Write the line that includes "Annotation task: mark the pink smocked" and all subsequent lines, exactly as written, and nothing more.

########

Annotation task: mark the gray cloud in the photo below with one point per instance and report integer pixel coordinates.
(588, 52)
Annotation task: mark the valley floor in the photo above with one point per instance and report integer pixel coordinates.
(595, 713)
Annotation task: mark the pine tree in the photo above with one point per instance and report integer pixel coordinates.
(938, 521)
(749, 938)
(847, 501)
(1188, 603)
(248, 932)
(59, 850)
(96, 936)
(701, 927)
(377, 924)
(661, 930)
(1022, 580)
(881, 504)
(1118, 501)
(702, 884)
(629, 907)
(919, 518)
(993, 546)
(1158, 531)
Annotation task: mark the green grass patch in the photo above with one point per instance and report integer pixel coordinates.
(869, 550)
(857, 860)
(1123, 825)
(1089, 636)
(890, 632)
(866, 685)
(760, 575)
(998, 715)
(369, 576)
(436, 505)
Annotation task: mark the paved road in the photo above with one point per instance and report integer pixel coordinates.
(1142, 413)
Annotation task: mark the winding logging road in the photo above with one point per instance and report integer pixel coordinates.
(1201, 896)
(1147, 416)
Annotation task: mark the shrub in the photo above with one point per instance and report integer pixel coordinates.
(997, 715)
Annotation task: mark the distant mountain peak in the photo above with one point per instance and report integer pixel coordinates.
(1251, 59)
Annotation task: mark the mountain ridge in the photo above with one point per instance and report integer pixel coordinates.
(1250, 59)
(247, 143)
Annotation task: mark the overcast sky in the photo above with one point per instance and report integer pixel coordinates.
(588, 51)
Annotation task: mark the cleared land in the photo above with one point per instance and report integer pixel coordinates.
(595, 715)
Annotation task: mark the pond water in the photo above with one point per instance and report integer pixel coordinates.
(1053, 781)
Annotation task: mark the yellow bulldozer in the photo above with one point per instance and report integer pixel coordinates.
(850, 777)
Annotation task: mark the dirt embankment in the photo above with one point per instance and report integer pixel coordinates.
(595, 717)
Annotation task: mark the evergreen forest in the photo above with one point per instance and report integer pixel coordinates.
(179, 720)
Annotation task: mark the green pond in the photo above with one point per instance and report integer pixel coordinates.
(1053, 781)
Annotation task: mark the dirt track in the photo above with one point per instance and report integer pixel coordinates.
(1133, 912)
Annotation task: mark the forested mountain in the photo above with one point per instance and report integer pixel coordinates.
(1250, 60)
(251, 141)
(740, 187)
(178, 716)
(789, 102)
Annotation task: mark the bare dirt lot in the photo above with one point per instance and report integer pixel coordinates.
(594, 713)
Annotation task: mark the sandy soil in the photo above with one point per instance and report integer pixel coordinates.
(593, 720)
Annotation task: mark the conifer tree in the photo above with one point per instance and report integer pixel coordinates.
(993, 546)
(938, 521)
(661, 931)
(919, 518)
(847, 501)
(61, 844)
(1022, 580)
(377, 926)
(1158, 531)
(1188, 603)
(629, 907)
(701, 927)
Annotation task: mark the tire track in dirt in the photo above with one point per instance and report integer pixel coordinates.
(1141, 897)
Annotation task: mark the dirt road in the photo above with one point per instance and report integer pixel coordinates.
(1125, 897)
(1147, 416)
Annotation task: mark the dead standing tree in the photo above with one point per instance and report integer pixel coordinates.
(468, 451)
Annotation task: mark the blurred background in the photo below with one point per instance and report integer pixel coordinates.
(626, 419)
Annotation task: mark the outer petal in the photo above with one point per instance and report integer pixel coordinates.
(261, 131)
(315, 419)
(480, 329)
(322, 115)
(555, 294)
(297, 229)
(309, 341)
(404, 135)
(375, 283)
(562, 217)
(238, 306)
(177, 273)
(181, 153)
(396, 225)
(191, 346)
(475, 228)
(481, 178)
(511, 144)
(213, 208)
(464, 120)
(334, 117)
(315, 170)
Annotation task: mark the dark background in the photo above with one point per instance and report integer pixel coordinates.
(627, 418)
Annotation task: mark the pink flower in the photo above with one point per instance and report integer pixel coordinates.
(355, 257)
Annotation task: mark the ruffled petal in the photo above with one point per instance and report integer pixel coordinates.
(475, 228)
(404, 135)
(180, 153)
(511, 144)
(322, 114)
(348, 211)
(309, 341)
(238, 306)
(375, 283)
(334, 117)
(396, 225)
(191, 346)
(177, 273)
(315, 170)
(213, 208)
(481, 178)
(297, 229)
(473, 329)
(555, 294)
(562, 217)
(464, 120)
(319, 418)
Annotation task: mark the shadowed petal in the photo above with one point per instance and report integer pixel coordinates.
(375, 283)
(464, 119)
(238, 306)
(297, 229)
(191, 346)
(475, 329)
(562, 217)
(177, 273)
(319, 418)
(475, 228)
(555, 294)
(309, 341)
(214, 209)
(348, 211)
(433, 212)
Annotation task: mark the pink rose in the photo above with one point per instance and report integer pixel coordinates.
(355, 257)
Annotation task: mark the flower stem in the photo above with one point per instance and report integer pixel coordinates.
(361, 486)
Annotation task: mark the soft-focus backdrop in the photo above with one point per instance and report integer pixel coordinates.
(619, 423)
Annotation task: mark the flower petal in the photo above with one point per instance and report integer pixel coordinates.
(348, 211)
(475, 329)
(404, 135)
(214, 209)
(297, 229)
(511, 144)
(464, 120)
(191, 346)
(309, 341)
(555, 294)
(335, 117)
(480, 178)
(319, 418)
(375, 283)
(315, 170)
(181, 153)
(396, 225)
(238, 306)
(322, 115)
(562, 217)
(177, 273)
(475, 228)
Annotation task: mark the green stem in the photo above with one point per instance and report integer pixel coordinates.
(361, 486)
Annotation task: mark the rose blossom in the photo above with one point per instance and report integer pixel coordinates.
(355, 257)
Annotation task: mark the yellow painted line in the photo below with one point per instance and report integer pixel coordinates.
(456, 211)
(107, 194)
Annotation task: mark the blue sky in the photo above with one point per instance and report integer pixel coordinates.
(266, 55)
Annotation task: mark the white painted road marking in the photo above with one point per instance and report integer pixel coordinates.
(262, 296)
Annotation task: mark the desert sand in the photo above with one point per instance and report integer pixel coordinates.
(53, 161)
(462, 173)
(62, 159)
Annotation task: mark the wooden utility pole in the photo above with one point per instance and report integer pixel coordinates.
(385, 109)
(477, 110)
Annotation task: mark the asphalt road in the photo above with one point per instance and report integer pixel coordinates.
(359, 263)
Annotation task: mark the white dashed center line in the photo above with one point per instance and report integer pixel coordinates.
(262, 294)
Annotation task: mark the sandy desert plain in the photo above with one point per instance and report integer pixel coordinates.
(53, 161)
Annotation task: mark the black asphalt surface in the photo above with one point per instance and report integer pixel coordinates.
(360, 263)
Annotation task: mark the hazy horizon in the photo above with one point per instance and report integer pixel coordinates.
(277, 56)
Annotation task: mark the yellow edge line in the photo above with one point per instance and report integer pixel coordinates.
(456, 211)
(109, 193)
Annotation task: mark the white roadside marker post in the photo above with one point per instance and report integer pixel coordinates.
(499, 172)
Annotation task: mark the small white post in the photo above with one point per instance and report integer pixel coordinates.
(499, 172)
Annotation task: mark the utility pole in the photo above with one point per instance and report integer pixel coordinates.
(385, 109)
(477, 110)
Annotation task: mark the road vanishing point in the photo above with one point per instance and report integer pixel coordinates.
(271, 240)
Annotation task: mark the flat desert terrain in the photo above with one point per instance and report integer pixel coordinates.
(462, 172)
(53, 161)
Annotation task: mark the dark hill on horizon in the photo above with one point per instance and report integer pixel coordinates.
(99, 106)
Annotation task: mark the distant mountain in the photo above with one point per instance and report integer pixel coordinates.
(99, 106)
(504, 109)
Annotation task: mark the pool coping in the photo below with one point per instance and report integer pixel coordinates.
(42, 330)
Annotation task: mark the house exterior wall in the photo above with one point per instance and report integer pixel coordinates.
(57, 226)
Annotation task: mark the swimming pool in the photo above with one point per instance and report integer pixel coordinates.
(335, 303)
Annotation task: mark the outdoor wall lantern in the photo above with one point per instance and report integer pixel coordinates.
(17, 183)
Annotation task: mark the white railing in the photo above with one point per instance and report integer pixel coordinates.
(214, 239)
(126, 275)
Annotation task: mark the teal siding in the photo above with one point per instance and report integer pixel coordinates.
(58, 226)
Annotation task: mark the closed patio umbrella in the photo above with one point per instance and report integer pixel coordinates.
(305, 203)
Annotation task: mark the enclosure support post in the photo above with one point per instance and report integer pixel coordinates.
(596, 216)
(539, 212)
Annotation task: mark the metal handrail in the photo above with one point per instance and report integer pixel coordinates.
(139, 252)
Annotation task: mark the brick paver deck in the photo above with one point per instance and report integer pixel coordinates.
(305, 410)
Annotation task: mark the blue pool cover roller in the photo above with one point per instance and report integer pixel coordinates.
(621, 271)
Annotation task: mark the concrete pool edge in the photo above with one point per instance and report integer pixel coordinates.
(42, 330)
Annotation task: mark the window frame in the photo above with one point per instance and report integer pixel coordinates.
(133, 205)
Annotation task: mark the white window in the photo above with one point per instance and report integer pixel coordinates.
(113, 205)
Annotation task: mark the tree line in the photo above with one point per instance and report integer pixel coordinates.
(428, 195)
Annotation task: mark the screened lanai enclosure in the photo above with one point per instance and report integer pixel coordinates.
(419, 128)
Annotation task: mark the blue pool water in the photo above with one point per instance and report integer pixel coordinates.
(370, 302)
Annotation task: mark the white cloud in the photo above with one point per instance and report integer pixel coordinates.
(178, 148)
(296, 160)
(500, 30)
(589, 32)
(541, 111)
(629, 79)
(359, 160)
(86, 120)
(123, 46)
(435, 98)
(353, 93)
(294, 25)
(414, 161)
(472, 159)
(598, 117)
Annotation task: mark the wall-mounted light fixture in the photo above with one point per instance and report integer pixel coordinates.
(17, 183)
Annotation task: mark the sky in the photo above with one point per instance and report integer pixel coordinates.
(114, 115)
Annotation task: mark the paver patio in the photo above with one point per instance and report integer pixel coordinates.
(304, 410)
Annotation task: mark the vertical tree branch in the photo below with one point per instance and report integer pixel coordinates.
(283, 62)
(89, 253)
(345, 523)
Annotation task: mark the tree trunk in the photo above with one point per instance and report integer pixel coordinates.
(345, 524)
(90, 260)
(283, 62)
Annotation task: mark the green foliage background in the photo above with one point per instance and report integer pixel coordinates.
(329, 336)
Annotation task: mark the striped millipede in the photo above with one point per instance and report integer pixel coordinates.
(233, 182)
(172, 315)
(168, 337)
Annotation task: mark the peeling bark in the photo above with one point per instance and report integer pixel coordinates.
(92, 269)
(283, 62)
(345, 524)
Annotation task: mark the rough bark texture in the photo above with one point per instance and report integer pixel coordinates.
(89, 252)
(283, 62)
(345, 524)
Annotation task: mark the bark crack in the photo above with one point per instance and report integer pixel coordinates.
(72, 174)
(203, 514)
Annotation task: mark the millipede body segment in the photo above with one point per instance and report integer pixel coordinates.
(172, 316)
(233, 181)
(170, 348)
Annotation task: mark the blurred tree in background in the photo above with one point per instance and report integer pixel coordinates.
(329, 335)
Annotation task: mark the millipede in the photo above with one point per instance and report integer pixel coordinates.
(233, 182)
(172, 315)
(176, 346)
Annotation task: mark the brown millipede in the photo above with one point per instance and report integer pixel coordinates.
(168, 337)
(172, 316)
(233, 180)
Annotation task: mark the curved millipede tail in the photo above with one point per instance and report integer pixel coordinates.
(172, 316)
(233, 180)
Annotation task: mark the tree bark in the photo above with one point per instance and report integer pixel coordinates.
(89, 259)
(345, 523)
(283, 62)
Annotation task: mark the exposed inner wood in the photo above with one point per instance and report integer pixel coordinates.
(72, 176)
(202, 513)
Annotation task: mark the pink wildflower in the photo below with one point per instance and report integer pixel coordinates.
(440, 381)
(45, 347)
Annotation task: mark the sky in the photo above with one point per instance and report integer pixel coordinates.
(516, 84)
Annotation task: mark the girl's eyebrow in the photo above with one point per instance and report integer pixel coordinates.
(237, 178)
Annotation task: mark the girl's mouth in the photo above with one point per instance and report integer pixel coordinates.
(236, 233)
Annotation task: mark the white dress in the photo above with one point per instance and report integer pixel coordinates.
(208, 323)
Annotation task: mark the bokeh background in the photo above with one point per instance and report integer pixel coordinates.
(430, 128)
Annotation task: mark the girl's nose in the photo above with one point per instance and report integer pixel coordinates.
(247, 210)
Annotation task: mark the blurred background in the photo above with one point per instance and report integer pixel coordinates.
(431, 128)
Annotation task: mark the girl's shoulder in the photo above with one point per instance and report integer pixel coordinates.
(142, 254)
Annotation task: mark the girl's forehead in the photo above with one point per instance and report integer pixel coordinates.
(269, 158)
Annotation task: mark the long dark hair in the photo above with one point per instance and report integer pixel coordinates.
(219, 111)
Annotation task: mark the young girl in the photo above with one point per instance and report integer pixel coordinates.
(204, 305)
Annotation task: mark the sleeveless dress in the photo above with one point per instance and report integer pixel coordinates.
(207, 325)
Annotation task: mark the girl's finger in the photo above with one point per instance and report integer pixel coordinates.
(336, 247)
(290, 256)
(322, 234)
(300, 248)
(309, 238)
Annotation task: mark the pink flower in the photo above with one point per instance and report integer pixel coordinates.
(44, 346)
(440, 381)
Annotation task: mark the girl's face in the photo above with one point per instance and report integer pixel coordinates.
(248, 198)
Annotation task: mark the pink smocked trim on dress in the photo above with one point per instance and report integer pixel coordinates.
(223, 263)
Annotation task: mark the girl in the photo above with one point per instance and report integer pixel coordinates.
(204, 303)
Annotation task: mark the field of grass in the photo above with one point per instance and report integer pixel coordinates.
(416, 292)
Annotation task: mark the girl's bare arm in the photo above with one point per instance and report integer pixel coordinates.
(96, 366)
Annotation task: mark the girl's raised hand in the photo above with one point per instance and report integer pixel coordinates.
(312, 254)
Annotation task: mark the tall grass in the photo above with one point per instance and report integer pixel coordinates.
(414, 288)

########

▶ _Solved exercise_:
Annotation task: mark the pink smocked trim on dress in the photo above with one point per instance and report integer pixel coordinates.
(223, 263)
Annotation task: mark the girl in the photo above with one point per instance and report integer pixel coordinates.
(204, 303)
Annotation task: mark the field of grass in the photo above with one point per instance and report integer pixel coordinates.
(416, 292)
Annotation task: mark the girl's bare arm in the photo above with one point per instance and report integer pixel coordinates.
(96, 366)
Annotation task: mark the girl's raised hand in the photo above with one point per instance and report integer pixel coordinates.
(312, 254)
Annotation task: mark the tall grass in the photo above with one point per instance and report integer pixel coordinates.
(414, 288)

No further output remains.